**YOUR GOAL**
As the answer, set down the lines below from the one containing "121L260 131L267 130L268" through the one containing "335L156 350L100 361L136", exactly and inclusively, and no others.

________________

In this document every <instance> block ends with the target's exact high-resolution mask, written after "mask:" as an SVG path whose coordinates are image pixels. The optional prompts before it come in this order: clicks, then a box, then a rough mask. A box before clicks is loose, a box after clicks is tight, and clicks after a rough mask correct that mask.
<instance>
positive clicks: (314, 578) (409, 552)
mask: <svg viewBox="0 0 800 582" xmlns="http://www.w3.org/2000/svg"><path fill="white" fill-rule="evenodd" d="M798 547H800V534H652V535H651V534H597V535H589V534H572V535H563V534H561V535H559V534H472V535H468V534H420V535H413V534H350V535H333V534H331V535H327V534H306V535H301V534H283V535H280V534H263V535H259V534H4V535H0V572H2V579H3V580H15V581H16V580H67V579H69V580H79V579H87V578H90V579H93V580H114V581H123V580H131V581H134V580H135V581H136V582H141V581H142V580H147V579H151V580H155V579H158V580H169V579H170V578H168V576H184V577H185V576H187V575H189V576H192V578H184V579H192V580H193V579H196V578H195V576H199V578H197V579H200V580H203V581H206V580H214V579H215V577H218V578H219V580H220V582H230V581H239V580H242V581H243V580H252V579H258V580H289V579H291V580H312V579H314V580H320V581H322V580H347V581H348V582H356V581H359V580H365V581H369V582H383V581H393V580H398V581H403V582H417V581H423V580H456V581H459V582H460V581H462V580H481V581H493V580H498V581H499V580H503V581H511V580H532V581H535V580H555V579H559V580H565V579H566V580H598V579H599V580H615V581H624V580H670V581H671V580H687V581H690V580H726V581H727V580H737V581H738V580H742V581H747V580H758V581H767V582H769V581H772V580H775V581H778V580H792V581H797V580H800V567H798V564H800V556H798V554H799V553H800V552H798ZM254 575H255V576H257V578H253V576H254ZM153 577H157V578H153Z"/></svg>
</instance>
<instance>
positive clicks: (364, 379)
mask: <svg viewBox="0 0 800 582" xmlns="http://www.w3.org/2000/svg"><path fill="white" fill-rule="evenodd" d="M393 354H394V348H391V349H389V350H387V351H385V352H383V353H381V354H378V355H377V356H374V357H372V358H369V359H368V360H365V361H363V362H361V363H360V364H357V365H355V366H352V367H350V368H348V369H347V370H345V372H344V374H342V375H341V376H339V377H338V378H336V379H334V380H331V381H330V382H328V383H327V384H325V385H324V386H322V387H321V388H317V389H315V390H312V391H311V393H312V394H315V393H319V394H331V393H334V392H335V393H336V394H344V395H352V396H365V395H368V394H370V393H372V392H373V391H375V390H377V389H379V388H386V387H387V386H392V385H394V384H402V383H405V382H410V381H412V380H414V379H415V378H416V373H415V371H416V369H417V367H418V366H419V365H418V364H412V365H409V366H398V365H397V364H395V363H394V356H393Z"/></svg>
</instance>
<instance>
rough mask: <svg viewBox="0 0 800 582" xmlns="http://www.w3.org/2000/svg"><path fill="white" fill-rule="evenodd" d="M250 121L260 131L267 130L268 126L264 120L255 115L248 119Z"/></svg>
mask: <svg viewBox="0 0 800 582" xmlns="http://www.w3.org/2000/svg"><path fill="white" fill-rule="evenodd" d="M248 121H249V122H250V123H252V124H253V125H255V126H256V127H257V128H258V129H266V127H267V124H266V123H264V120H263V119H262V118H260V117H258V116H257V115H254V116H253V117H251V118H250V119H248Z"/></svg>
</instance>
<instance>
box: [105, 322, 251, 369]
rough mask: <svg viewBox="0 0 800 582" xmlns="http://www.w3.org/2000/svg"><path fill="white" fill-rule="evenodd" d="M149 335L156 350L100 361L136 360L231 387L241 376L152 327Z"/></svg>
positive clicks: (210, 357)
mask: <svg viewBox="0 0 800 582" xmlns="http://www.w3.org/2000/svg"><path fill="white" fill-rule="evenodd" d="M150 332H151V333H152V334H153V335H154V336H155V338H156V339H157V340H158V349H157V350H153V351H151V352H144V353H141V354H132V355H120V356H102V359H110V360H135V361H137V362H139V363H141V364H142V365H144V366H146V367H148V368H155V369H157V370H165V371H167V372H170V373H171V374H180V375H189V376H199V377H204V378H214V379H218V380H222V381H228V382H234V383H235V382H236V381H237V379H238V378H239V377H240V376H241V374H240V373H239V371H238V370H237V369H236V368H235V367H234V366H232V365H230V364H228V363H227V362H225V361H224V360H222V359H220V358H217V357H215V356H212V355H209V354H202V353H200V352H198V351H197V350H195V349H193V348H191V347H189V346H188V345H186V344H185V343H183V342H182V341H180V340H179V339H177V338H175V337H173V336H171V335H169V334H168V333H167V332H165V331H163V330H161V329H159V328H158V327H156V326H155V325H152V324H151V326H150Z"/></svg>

________________

**RESULT OF THE EXERCISE**
rough mask: <svg viewBox="0 0 800 582" xmlns="http://www.w3.org/2000/svg"><path fill="white" fill-rule="evenodd" d="M250 121L260 131L267 130L268 126L264 120L255 115L248 119Z"/></svg>
mask: <svg viewBox="0 0 800 582" xmlns="http://www.w3.org/2000/svg"><path fill="white" fill-rule="evenodd" d="M248 121H249V122H250V123H252V124H253V125H255V126H256V127H257V128H258V129H266V127H267V124H266V123H264V120H263V119H262V118H260V117H258V116H257V115H254V116H253V117H251V118H250V119H248Z"/></svg>
</instance>
<instance>
box: [105, 322, 251, 369]
rough mask: <svg viewBox="0 0 800 582" xmlns="http://www.w3.org/2000/svg"><path fill="white" fill-rule="evenodd" d="M149 335L156 350L100 361L136 360L231 387L241 376L152 327Z"/></svg>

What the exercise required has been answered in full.